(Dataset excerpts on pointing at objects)
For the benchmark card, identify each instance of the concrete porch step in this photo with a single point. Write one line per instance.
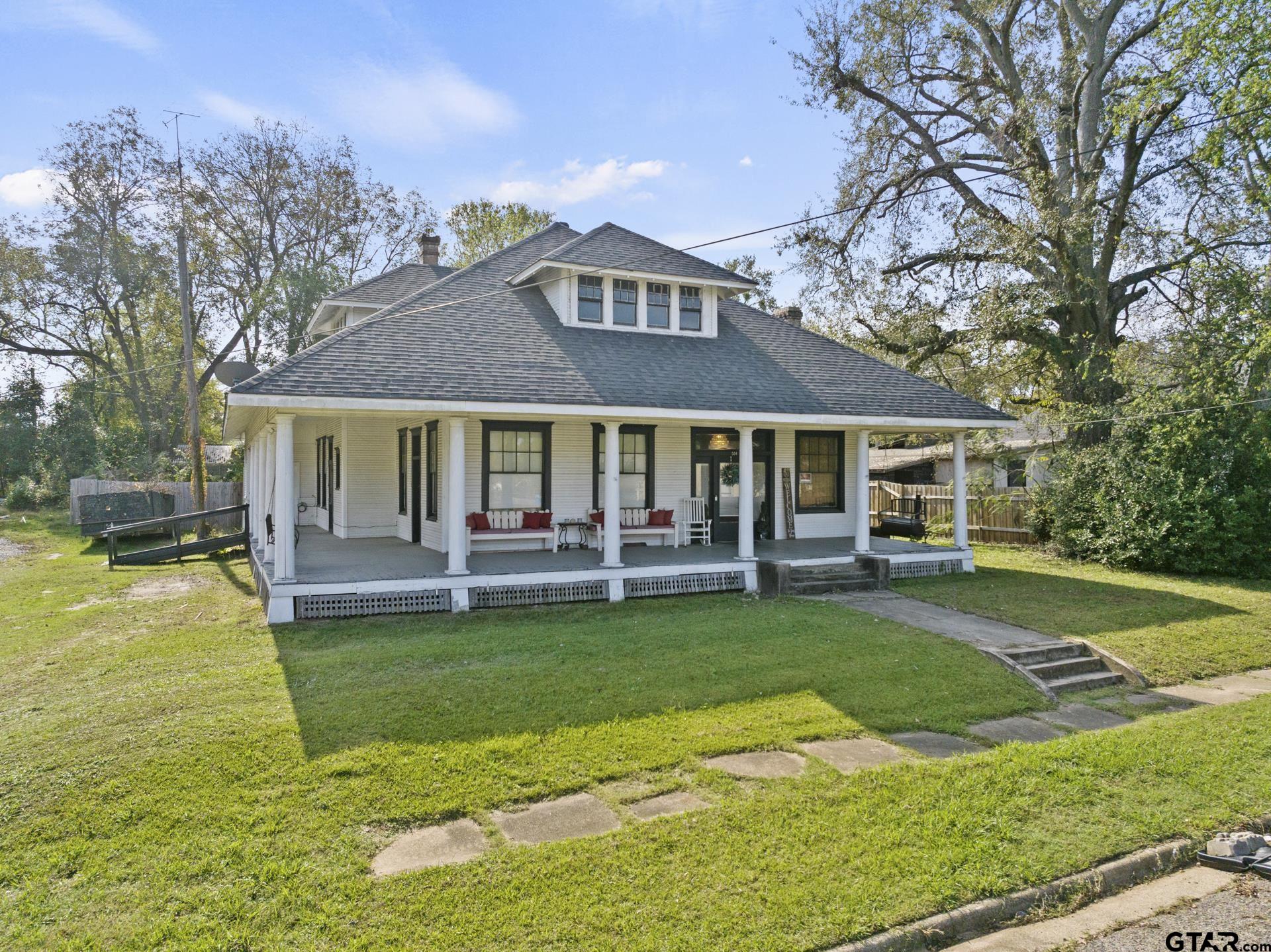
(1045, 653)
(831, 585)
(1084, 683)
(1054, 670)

---

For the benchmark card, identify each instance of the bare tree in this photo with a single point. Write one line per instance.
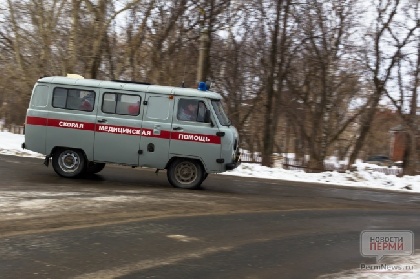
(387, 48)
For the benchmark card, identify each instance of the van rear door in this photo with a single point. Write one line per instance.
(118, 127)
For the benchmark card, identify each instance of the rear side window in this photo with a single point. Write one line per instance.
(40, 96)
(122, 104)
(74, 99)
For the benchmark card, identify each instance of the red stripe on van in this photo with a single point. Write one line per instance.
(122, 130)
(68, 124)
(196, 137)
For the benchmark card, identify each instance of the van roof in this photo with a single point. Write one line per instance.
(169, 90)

## Instruction
Which lines of the rows above contain the word "rear"? Show every such line in full.

## Exercise result
For the benchmark card, identify each instance of the van rear door in this photo with a single point. Write one line per instance.
For the benchmark card, identify each instance of the rear side window in this photo with a single point. Write one line per instance.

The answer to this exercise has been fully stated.